It holds dense rainforest of the Atlantic Forest biome.

==History==

The reserve covers 3562 ha in the Atlantic Forest biome.
It was created on 20 September 1982 and is administered by the Chico Mendes Institute for Biodiversity Conservation.
It became part of the Central Atlantic Forest Ecological Corridor, created in 2002.
The reserve is classified as International Union for Conservation of Nature (IUCN) category Ia (strict nature reserve).
It is in the Santa Teresa municipality of Espírito Santo state.

==Status==

The reserve is mostly covered in dense rainforest, with many species of flora, some of which are rare.
The terrain is rugged, with altitudes ranging from 90 to 1100 m.
Streams rising in the reserve flow into the Doce, Timbuí and Piraqueaçú rivers.

——

▶ **CHALLENGES**:
1. Answer these about the reserve text:
(a) On what date was the reserve created?
(b) What IUCN category is the reserve classified as?
(c) What range of altitudes does the reserve's terrain cover?
2. Could you return the reserve text word for word, starting with "It was created" and going on through "created in 2002."?
3. How might the reserve text go on after its final sentence? Supply the next part.

▶ **GIVEN DATA**:
——

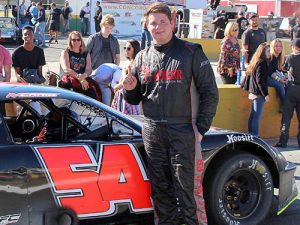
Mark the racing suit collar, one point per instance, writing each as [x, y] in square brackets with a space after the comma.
[161, 48]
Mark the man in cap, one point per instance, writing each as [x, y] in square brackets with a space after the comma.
[252, 37]
[242, 22]
[292, 97]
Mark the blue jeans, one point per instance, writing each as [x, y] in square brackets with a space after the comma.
[84, 26]
[39, 32]
[279, 88]
[256, 112]
[146, 36]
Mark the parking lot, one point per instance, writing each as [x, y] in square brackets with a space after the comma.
[292, 153]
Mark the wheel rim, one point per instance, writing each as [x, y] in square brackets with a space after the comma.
[241, 194]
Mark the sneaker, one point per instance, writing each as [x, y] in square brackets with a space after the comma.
[279, 145]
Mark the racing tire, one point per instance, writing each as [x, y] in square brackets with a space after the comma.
[240, 191]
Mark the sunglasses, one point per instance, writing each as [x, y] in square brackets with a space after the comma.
[127, 48]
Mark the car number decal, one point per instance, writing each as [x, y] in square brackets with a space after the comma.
[92, 186]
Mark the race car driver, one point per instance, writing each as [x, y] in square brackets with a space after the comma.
[292, 97]
[176, 84]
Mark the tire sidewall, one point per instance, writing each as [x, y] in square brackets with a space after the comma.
[255, 166]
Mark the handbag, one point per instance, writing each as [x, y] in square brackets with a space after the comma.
[246, 83]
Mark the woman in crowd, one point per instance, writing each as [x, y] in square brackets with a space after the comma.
[131, 48]
[276, 78]
[103, 46]
[76, 64]
[105, 75]
[258, 71]
[229, 61]
[54, 22]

——

▶ **TASK RESULTS**:
1.
(a) 20 September 1982
(b) Category Ia (strict nature reserve)
(c) From 90 to 1100 m

2.
It was created on 20 September 1982 and is administered by the Chico Mendes Institute for Biodiversity Conservation.
It became part of the Central Atlantic Forest Ecological Corridor, created in 2002.

3.
Protected birds in the reserve include the red-browed amazon (Amazona rhodocorytha), white-necked hawk (Leucopternis lacernulatus), Atlantic black-breasted woodpecker (Celeus torquatus tinnunculus), rufous-brown solitaire (Cichlopsis leucogenys), purple-winged ground dove (Claravis godefrida), black-bellied thorntail (Discosura langsdorffi), Salvadori's antwren (Myrmotherula minor) and brown-backed parrotlet (Touit melanonotus).
Protected mammals include the maned sloth (Bradypus torquatus), Atlantic titi (Callicebus personatus), northern muriqui (Brachyteles hypoxanthus), buffy-headed marmoset (Callithrix flaviceps), ocelot (Leopardus pardalis) and cougar (Puma concolor capricornensis).
Other protected species include the black uruçu (Melipona capixaba) and pinthous mimic white (Moschoneura pinthous methymna).